_Text to read:_
You are viewing a plain text version of this content. The canonical link for it is here.
Posted to dev@parquet.apache.org by "Benoit Lacelle (JIRA)" <ji...@apache.org> on 2018/01/29 09:13:00 UTC
[jira] [Created] (PARQUET-1202) Add differentiation of nested
records with the same name
Benoit Lacelle created PARQUET-1202:
---------------------------------------
Summary: Add differentiation of nested records with the same name
Key: PARQUET-1202
URL: https://issues.apache.org/jira/browse/PARQUET-1202
Project: Parquet
Issue Type: Bug
Components: parquet-avro
Affects Versions: 1.8.2, 1.7.0
Reporter: Benoit Lacelle
Hello,
While reading back a Parquet file produced with Spark, it appears the schema produced by Parquet-Avro is not valid.
I consider the simple following piece of code:
{code}
ParquetReader<GenericRecord> reader =
AvroParquetReader.<GenericRecord>builder(new org.apache.hadoop.fs.Path(path.toUri())).build();
System.out.println(reader.read().getSchema());
{code}
I get a stack lile:
{code}
Exception in thread "main" +org.apache.avro.SchemaParseException+: Can't redefine: value
at org.apache.avro.Schema$Names.put(+Schema.java:1128+)
at org.apache.avro.Schema$NamedSchema.writeNameRef(+Schema.java:562+)
at org.apache.avro.Schema$RecordSchema.toJson(+Schema.java:690+)
at org.apache.avro.Schema$UnionSchema.toJson(+Schema.java:882+)
at org.apache.avro.Schema$MapSchema.toJson(+Schema.java:833+)
at org.apache.avro.Schema$UnionSchema.toJson(+Schema.java:882+)
at org.apache.avro.Schema$RecordSchema.fieldsToJson(+Schema.java:716+)
at org.apache.avro.Schema$RecordSchema.toJson(+Schema.java:701+)
at org.apache.avro.Schema.toString(+Schema.java:324+)

_Task objective:_ Reproduce the Parquet issue report word for word, starting with "I consider the" and going on through "at org.apache.avro.Schema$MapSchema.toJson(+Schema.java:833+)".

_Data excerpts:_
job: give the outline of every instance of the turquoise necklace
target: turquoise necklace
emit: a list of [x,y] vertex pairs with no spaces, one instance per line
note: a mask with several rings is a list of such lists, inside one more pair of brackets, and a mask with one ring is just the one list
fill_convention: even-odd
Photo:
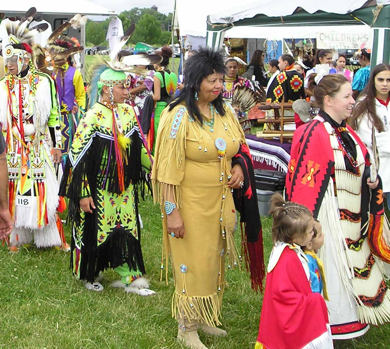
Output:
[[[211,121],[207,121],[206,120],[203,120],[203,124],[206,125],[206,126],[208,126],[210,128],[210,131],[211,132],[213,132],[214,131],[214,110],[213,107],[213,105],[211,103],[209,103],[210,104],[210,110],[211,111],[211,114],[212,115],[212,118],[211,118]],[[202,126],[202,128],[203,127]]]

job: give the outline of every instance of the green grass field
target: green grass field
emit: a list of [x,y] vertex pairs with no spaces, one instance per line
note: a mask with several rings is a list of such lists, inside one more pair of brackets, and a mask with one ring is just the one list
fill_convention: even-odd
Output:
[[[160,282],[160,214],[150,198],[142,201],[145,227],[143,250],[147,276],[155,296],[142,298],[113,289],[117,276],[104,273],[100,292],[86,290],[69,270],[69,253],[54,248],[22,247],[17,253],[0,247],[0,348],[6,349],[179,349],[176,321],[170,317],[172,277]],[[262,218],[265,258],[271,247],[271,220]],[[71,239],[66,227],[67,241]],[[239,244],[239,234],[236,235]],[[171,275],[170,273],[170,275]],[[201,334],[213,349],[252,349],[257,337],[262,296],[251,290],[244,270],[229,271],[222,308],[227,337]],[[339,342],[340,349],[390,347],[390,325],[374,326],[355,340]],[[291,338],[293,340],[293,338]]]
[[[90,64],[94,56],[87,56]],[[178,62],[177,66],[178,66]],[[69,269],[69,253],[55,248],[21,248],[17,253],[0,246],[0,348],[4,349],[180,349],[175,321],[171,318],[173,291],[160,281],[161,228],[158,206],[151,198],[140,210],[147,277],[155,296],[142,298],[113,289],[117,278],[104,273],[102,292],[88,291]],[[271,220],[262,219],[265,252],[271,248]],[[67,241],[71,231],[65,227]],[[240,245],[239,234],[236,236]],[[243,270],[229,270],[222,308],[228,336],[216,338],[201,334],[209,349],[253,349],[257,335],[262,296],[250,287]],[[292,338],[291,340],[294,338]],[[372,326],[355,340],[339,341],[339,349],[390,347],[390,325]]]

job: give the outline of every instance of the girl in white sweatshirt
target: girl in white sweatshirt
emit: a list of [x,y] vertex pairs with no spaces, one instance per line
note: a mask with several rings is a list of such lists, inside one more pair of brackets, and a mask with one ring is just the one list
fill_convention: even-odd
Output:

_Task answer:_
I consider the simple following piece of code:
{code}
ParquetReader<GenericRecord> reader =
AvroParquetReader.<GenericRecord>builder(new org.apache.hadoop.fs.Path(path.toUri())).build();
System.out.println(reader.read().getSchema());
{code}
I get a stack lile:
{code}
Exception in thread "main" +org.apache.avro.SchemaParseException+: Can't redefine: value
at org.apache.avro.Schema$Names.put(+Schema.java:1128+)
at org.apache.avro.Schema$NamedSchema.writeNameRef(+Schema.java:562+)
at org.apache.avro.Schema$RecordSchema.toJson(+Schema.java:690+)
at org.apache.avro.Schema$UnionSchema.toJson(+Schema.java:882+)
at org.apache.avro.Schema$MapSchema.toJson(+Schema.java:833+)